Faces of Long Island celebrates the uniqueness of everyday Long Islanders. In their own words, they tell us about their life experiences, challenges and triumphs. Newsday launched this social media journey into the human experience to shine a light on the diverse people of this wonderful place we call home.

‘I was crazy. I ran 90 miles across Long Island over three days and we raised $38,000 for the Long Island Alzheimer’s and Dementia Center.’

Plainview

“My grandmother, Ann Asparro, was living with Alzheimer’s for about four years. She was at Parker Jewish Nursing home and, every Sunday, I would go and have breakfast with her. Alzheimer’s is an awful disease. A majority of the time, I would say something and then she would just repeat herself over and over. I could tell she had no clue who I was. I felt uncomfortable, so I would stay for 10 minutes, and I would leave.

“Then I said, ‘you know what, if I was in this situation, she would be with me every day, all day.’ So, I went back the next day, and each time I would stay a little longer. I said, ‘I got to do something different. I got to do something more.’ This disease is awful. I’m going to honor her and the person she was and really try to create a platform to talk all about Alzheimer’s. In 2016, I decided to do these extreme runs to raise awareness for Alzheimer’s and honor my grandmother. It was crazy to run across Long Island.

Data:
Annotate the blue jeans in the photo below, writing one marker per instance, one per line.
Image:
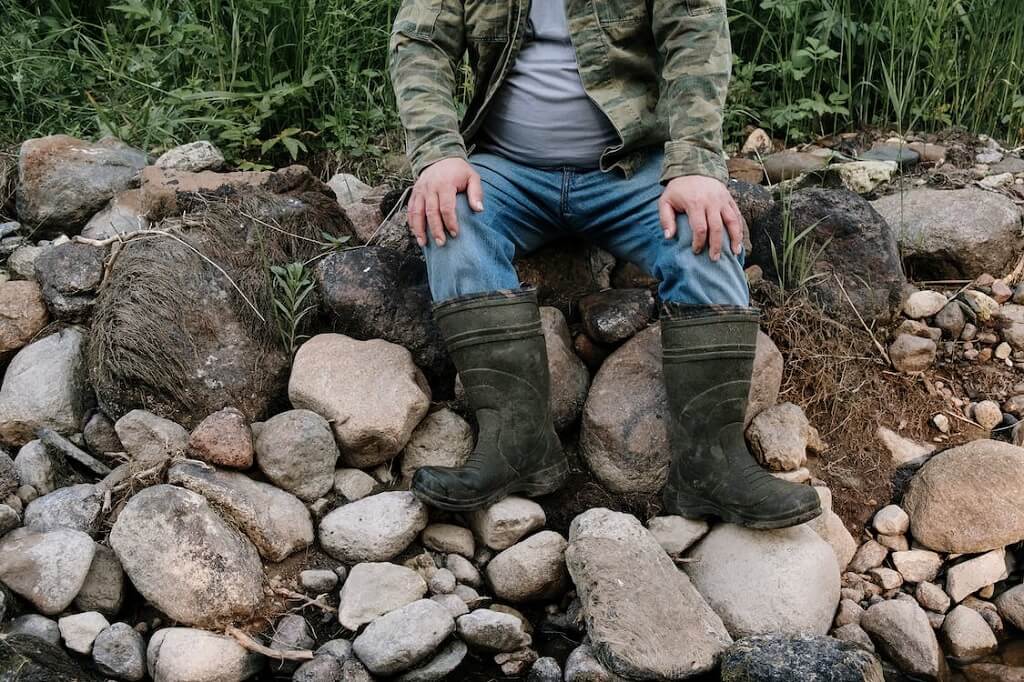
(526, 207)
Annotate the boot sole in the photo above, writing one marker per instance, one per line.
(537, 484)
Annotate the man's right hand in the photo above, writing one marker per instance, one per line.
(433, 202)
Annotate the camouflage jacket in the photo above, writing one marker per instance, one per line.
(657, 69)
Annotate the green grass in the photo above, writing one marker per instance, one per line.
(272, 80)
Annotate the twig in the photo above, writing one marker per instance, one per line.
(251, 644)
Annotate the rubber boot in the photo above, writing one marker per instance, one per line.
(708, 357)
(498, 346)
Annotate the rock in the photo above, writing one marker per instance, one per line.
(276, 522)
(856, 251)
(79, 631)
(891, 520)
(969, 577)
(122, 215)
(918, 565)
(46, 568)
(193, 157)
(759, 582)
(23, 314)
(183, 654)
(184, 559)
(676, 534)
(504, 523)
(964, 500)
(790, 164)
(530, 569)
(120, 652)
(957, 233)
(224, 439)
(439, 667)
(353, 483)
(64, 180)
(449, 539)
(911, 353)
(401, 639)
(44, 386)
(375, 589)
(922, 304)
(643, 616)
(375, 528)
(28, 658)
(442, 439)
(297, 452)
(805, 657)
(76, 507)
(492, 631)
(780, 435)
(371, 391)
(104, 586)
(623, 437)
(373, 292)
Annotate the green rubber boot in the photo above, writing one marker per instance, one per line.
(498, 347)
(708, 357)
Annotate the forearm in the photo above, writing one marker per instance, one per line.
(693, 40)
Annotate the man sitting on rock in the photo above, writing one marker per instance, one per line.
(602, 119)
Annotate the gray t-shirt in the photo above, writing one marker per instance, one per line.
(542, 116)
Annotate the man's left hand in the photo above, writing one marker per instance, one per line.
(711, 210)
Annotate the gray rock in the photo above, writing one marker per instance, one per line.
(180, 654)
(370, 390)
(297, 452)
(47, 568)
(76, 507)
(276, 522)
(64, 180)
(644, 617)
(120, 652)
(493, 631)
(184, 559)
(375, 589)
(375, 528)
(45, 386)
(440, 667)
(399, 640)
(531, 569)
(104, 586)
(79, 631)
(903, 633)
(957, 233)
(761, 582)
(804, 657)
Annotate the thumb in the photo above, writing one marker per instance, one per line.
(475, 193)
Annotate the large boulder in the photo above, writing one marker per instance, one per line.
(764, 582)
(371, 391)
(644, 619)
(953, 233)
(378, 293)
(851, 250)
(624, 437)
(184, 325)
(968, 499)
(62, 181)
(44, 386)
(186, 560)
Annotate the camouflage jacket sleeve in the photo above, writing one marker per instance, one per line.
(426, 48)
(692, 37)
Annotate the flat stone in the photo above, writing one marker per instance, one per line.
(375, 528)
(375, 589)
(643, 616)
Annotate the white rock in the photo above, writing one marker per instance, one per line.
(375, 528)
(375, 589)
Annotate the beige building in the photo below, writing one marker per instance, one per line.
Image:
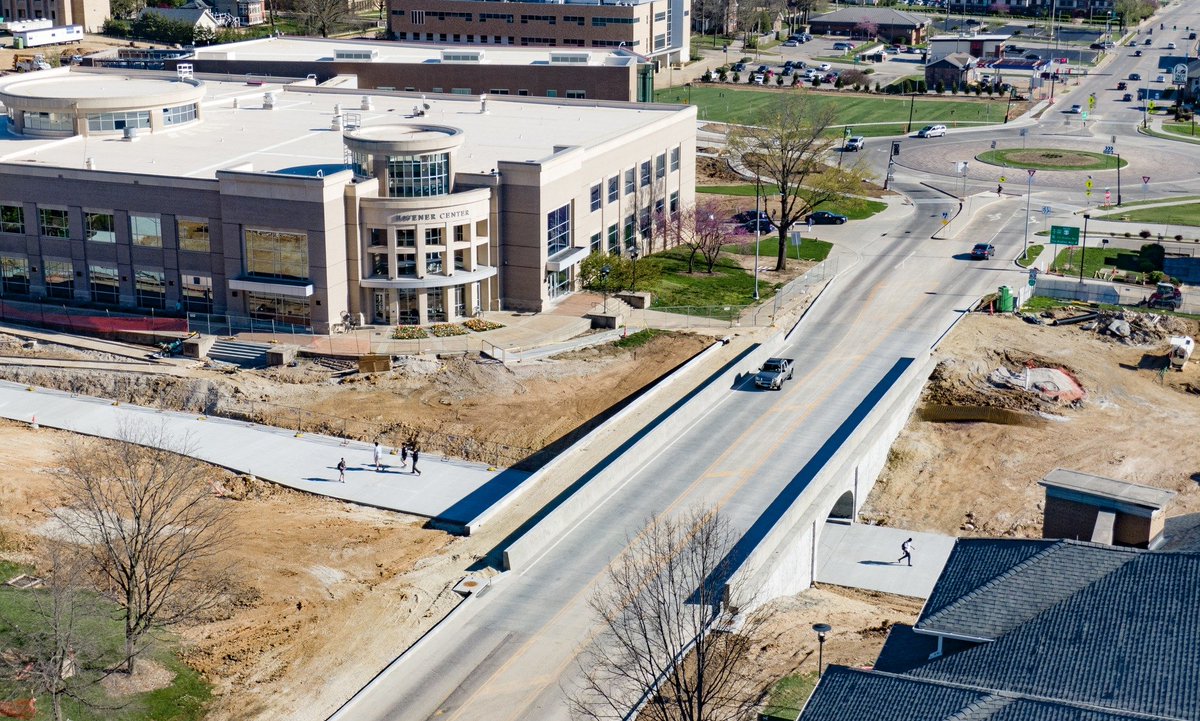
(297, 204)
(657, 29)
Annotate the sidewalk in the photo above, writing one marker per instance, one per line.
(449, 491)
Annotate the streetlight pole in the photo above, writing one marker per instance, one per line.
(1083, 254)
(821, 629)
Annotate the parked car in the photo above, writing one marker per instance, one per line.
(982, 251)
(762, 226)
(747, 216)
(823, 217)
(774, 372)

Problems to work on:
A) Transcribe the Faces of Long Island piece between "Faces of Long" and "we call home.", inclusive.
B) Pick up the Faces of Long Island piece after its final sentence and keep writing it.
The items above are separate material and have nothing to do with the Faces of Long Island piece.

Responses:
A)
Faces of Long Island celebrates the uniqueness of everyday Long Islanders. In their own words, they tell us about their life experiences, challenges and triumphs. Newsday launched this social media journey into the human experience to shine a light on the diverse people of this wonderful place we call home.

B)
There are days when I don’t want to get out of bed and run. Those days I just think about the caregivers. I got to do it for them.

“Everyone called me crazy. I was crazy. But I trained hard and at the end of that year, I ran 90 miles across Long Island over three days and we raised $38,000 for the Long Island Alzheimer’s and Dementia Center. I started this ultra-distance run because I wanted to heal my own family. But soon other families would come up to me and say, ‘I’m going through this. Thank you so much for what you’re doing,’ and I understood this was so much bigger than my own family.

“The next year, I ran 75 miles in two days honoring what would have been my grandparents’ 75th wedding anniversary. In 2018, I decided to do an Ironman, which involves a 2.4-swim, a 112-mile bike, and a marathon all in one day. About 1 percent of the population completes one a year. I didn’t know how to swim. I figured caregivers don’t necessarily know how to be a caregiver, but they show up every day. So, I said, ‘Let me take this challenge on. I’ll teach myself how to swim,’ and I did.

“I showed up to the Iron Man and there were 2,000 other people getting in the water at the same time as me. I trained for seven months, and my race was over within 45 minutes. Someone’s elbow hit me in the back of the head as I was taking a breath, so I ingested all this lake water and I started vomiting. I was embarrassed and uncomfortable and I didn’t know what to do. I just thought about the caregivers. I bet the caregivers feel embarrassed. They set out to do so many things within their day and it just gets ruined because they need to take care of someone with Alzheimer’s or dementia.

“Instead of thinking internally about how bad my day was, I thought about the caregivers of people, so I grabbed my running shoes and ran a marathon on my own that day. I don’t need to be in the race. I’m not going to stop. I’m going to keep training and I’m going to show the caregivers that I understand your life gets flipped upside down. My race got flipped upside down. This is a reflection of what you do.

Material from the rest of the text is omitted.